* start MATERIAL FOR THE TASK *

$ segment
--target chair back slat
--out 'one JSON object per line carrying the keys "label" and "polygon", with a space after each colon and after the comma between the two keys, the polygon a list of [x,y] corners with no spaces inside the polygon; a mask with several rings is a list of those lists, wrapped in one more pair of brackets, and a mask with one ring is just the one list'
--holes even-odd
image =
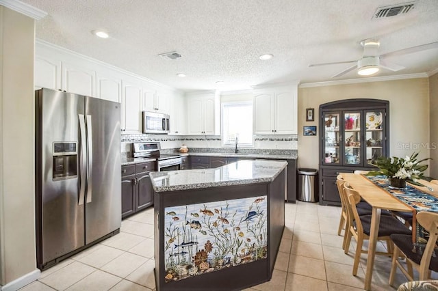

* end MATERIAL FOR THE TASK *

▶ _PROBLEM_: Reproduce every line of the records above verbatim, omitting the pictures.

▶ _ANSWER TO THIS TASK_:
$ segment
--target chair back slat
--out 'one JSON object per line carrying the keys "label" and "polygon", with a space after each colon and after the comma between the two keys, the polygon a list of [x,y] corners with no spaces inside the polygon; a mask with several rings is a list of those lists, wrapped in one more pair of brackets, and a mask with one ring is just the one list'
--holes even-odd
image =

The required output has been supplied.